■ Dataset:
((

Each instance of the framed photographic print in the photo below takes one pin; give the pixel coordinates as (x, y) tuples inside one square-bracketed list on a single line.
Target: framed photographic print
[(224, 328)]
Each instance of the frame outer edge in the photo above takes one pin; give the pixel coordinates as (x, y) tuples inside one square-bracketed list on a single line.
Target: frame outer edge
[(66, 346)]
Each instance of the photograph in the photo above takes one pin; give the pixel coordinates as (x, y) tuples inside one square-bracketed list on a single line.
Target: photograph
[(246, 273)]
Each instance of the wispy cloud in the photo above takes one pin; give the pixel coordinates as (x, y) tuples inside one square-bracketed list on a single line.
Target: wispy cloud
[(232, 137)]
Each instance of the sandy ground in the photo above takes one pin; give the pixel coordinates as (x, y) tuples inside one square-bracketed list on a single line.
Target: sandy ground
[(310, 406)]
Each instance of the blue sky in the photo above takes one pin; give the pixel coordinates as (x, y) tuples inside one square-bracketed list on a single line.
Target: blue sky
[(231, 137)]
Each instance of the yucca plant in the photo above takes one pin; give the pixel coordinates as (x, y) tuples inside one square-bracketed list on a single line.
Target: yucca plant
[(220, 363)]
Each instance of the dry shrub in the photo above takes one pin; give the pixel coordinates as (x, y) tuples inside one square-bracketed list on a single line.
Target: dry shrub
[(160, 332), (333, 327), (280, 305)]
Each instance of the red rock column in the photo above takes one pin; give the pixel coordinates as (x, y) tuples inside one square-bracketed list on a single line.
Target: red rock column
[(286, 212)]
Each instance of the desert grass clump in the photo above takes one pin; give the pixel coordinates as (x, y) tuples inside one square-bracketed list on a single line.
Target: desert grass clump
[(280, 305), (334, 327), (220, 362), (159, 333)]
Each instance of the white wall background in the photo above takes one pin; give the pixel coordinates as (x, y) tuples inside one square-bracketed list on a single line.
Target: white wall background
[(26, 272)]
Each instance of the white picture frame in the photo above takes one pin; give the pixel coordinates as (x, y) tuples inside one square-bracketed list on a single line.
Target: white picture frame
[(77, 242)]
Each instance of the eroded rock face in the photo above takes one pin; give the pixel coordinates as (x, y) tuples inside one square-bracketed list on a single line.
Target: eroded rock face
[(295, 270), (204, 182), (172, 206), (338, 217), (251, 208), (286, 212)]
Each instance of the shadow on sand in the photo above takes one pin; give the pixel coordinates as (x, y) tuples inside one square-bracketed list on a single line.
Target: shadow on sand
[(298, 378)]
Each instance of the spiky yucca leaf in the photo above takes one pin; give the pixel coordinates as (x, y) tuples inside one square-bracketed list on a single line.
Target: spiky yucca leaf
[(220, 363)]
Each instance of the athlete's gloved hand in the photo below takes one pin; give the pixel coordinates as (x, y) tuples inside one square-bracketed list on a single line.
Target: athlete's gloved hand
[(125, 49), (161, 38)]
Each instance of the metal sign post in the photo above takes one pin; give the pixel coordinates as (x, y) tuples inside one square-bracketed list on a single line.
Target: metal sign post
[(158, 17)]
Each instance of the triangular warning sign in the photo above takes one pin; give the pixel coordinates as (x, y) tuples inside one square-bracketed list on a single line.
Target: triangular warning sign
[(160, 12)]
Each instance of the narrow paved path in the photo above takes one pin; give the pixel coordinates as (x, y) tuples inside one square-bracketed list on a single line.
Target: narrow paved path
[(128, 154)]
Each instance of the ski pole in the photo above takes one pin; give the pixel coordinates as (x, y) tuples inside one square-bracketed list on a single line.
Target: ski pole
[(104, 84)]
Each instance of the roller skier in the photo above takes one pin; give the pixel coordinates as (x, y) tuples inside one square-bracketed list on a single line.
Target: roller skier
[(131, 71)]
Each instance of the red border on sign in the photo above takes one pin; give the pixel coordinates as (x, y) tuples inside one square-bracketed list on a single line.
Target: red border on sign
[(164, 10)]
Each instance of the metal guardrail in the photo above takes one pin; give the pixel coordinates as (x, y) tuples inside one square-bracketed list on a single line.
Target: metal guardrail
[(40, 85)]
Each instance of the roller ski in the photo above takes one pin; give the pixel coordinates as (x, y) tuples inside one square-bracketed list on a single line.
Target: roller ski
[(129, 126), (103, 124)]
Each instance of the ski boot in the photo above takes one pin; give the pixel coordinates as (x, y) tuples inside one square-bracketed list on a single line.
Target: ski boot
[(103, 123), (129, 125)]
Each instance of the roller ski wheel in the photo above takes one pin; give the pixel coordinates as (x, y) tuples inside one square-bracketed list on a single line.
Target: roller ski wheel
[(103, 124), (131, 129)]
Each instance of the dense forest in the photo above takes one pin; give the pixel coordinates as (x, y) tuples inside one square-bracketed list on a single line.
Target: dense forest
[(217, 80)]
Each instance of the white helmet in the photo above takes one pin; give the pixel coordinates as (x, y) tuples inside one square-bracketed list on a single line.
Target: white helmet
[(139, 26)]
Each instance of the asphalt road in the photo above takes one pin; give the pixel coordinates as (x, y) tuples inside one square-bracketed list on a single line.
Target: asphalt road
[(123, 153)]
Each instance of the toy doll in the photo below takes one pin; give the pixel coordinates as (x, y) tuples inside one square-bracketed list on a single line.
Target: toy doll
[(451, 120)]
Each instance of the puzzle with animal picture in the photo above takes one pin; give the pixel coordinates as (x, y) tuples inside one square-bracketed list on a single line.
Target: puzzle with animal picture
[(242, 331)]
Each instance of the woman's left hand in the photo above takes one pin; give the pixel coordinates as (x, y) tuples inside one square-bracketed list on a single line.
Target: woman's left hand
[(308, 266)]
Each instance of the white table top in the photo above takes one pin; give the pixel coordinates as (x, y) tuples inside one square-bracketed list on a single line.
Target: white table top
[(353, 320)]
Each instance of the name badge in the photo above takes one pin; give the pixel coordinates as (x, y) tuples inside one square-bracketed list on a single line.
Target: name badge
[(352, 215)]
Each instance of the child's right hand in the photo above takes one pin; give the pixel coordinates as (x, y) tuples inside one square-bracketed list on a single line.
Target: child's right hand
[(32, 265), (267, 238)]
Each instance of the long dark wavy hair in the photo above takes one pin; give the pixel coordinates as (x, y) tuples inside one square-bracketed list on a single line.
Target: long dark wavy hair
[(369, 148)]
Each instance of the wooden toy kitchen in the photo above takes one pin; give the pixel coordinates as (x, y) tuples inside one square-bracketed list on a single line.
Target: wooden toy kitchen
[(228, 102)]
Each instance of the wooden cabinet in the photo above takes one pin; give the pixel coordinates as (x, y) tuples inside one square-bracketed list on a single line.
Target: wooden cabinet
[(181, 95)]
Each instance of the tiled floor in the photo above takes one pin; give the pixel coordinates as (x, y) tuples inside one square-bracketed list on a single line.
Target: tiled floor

))

■ Problem description: The response should hold only an exact repeat of the lines from the one with "Target: wooden cabinet" to the final line of the listing above.

■ Written reply:
Target: wooden cabinet
[(181, 95)]
Each instance of the tiled floor in the photo above takes one pin; give the pixel coordinates as (x, y) tuples inside one square-bracketed list on a single line.
Target: tiled floor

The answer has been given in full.